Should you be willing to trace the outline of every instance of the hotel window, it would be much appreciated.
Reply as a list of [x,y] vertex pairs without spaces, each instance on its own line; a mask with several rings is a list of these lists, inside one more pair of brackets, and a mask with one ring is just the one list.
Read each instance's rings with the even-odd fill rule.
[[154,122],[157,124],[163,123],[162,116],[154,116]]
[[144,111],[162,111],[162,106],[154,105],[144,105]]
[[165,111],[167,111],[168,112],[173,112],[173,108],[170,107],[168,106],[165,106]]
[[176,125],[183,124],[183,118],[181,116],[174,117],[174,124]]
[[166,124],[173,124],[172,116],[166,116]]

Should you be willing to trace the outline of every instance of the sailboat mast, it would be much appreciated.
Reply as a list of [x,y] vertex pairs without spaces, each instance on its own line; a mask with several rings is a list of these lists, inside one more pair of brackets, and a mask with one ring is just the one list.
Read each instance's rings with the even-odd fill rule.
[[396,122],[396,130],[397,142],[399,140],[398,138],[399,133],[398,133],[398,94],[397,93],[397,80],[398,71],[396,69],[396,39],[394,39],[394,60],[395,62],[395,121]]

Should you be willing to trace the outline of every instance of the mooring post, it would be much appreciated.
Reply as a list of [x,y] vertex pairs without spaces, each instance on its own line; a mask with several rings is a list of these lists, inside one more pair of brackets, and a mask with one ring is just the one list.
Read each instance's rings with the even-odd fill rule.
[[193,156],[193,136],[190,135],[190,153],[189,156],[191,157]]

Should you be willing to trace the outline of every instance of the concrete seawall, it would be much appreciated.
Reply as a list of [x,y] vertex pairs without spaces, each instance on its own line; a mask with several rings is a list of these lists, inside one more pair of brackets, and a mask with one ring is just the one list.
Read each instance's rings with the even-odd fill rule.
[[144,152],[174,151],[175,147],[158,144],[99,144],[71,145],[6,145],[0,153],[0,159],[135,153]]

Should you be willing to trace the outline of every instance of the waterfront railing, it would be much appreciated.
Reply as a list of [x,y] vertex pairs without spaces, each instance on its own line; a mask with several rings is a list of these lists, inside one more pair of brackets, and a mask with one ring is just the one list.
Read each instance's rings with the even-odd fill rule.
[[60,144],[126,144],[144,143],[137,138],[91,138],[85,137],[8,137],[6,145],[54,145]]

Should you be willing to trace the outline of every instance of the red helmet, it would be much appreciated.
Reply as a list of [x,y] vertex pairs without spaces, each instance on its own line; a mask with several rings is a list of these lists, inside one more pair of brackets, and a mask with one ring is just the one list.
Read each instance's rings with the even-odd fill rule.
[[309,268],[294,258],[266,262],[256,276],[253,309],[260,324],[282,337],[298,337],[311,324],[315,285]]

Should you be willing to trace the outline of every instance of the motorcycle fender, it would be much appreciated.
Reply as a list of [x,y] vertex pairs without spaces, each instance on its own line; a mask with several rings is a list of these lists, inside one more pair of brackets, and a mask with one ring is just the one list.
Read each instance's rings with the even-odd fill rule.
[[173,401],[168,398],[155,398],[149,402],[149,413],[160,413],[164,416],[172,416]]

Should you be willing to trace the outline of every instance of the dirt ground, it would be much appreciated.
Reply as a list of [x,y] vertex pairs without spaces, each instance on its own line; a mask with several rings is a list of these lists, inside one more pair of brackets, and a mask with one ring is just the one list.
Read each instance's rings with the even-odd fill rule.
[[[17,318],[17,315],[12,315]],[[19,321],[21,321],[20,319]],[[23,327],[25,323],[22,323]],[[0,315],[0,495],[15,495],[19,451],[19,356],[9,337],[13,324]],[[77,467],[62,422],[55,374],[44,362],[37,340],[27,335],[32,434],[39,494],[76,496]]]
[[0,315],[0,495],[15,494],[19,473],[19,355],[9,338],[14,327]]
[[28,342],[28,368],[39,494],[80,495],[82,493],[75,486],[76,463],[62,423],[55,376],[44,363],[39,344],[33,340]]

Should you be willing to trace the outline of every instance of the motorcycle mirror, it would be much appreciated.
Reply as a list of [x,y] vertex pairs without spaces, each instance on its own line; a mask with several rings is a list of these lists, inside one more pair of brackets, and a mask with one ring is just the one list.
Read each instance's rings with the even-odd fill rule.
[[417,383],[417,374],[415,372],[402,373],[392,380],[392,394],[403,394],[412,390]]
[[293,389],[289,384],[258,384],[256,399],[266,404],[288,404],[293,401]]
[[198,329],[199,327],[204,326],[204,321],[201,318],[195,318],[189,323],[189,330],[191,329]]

____

▶ **AIM**
Lay out every entry above as a two-column CSV with the header entry_text,answer and one row per entry. Put each entry's text and its answer each in a single quoted field, with line breaks replaced by spaces.

▶ **RESULT OF THE TASK**
entry_text,answer
"Should you be willing to trace the outline of every instance of the hotel window, it would be much appreciated. Reply as a list of [x,y] vertex pairs without spaces, each instance on its own line; a mask with several rings is a list of these lists, inside one more pair of brackets, and a mask with one ring is just the one list. Read each instance's rings with the even-odd fill rule.","[[154,122],[157,124],[163,123],[162,116],[154,116]] [[144,111],[162,111],[162,106],[154,105],[144,105]] [[165,111],[167,111],[168,112],[173,112],[173,108],[170,107],[168,106],[165,106]] [[176,125],[183,124],[183,118],[181,116],[174,117],[174,124]] [[166,124],[173,124],[172,116],[166,116]]"
"Should you be willing to trace the outline of every instance of the sailboat mast, it would be much appreciated. Reply as a list of [x,y] vertex pairs without spaces, each instance on its own line; a mask with several rings is a list of these lists, inside one more pair of brackets, and a mask with one ring is just the one list. Read each instance's rings with the even-odd fill rule.","[[396,122],[396,130],[397,142],[399,140],[398,138],[399,133],[398,133],[398,94],[397,93],[397,80],[398,71],[396,69],[396,39],[394,39],[394,60],[395,62],[395,121]]"
"Should you be willing to trace the outline of every instance of the mooring post, it would be much appreciated. Reply as a list of [x,y] vertex pairs without spaces, each instance on its own line; a mask with several rings is a list of these lists, inside one more pair of brackets, and a mask with one ring is just the one list. Read each instance's rings with the even-odd fill rule.","[[193,156],[193,136],[190,135],[190,153],[189,156],[191,157]]"
"Should you be willing to trace the outline of every instance of the concrete seawall, it would be much appreciated. Reply as a list of [x,y] vertex pairs without spaces, each instance on its own line; a mask with several rings is a list of these lists, inside one more pair of brackets, and a mask with one ring is just the one list. Read each instance's rings with the even-odd fill rule.","[[144,152],[174,151],[175,147],[158,144],[99,144],[71,145],[6,145],[0,153],[0,159],[135,153]]"
"Should you be willing to trace the outline of every instance of the waterfront railing, it would be much appreciated. Reply as a list of [x,y] vertex pairs without spaces, each instance on its own line; a mask with several rings is a list of these lists, inside one more pair of brackets, and a mask with one ring is just the one list. Read each instance's rings with the even-odd fill rule.","[[60,144],[126,144],[144,143],[137,138],[91,138],[85,137],[8,137],[6,145],[54,145]]"
"Should you be willing to trace the outline of every instance of the red helmet, it would be much appreciated. Reply as a list of [x,y] vertex pairs without spaces, each instance on its own line; a mask with several rings is a list of these lists, inside one more pair of brackets, and a mask with one ring is just the one list. Read each instance's rings with the even-odd fill rule.","[[309,268],[294,258],[266,262],[256,276],[253,309],[260,324],[282,337],[298,337],[311,324],[315,285]]"
"Should you be willing to trace the outline of every instance of the motorcycle fender, it would be much appreciated. Reply as a list of [x,y] vertex pairs without spaces, each instance on its own line; a mask with several rings is a list of these lists, inside one more pair of brackets, and a mask with one ring is just the one list. Read each instance's rings with the even-odd fill rule.","[[173,401],[168,398],[155,398],[149,402],[149,413],[160,413],[164,416],[172,416]]"
"Should you be willing to trace the outline of every instance of the dirt ground, it would be much appreciated. Reply as a list of [x,y] vertex pairs without spaces, each instance on its own line; a mask with several rings is a list of these lists, inside one more pair of brackets, and a mask with one ring is just the one list. Read each instance's rings with the even-odd fill rule.","[[[17,318],[17,315],[12,315]],[[19,321],[21,321],[20,319]],[[23,327],[25,323],[22,323]],[[0,315],[0,495],[15,495],[19,451],[19,356],[9,337],[13,324]],[[77,467],[62,422],[55,374],[44,362],[37,340],[27,335],[32,434],[39,494],[76,496]]] [[0,315],[0,495],[15,494],[19,473],[19,355],[9,338],[14,327]] [[28,342],[28,368],[39,494],[80,495],[82,493],[75,486],[76,463],[62,423],[55,376],[44,363],[39,344],[33,340]]"
"Should you be willing to trace the outline of every instance of the motorcycle mirror, it would be much appreciated. Reply as a list of [x,y] vertex pairs without spaces, each instance on its own line; a mask with several rings is a list of these lists, inside one more pair of brackets, and a mask with one ring is just the one list. Read each instance's rings with the even-odd fill rule.","[[417,383],[417,374],[415,372],[402,373],[392,380],[392,394],[403,394],[412,390]] [[293,389],[289,384],[258,384],[256,399],[266,404],[288,404],[293,401]] [[198,329],[199,327],[204,326],[204,321],[201,318],[195,318],[189,323],[189,330],[191,329]]"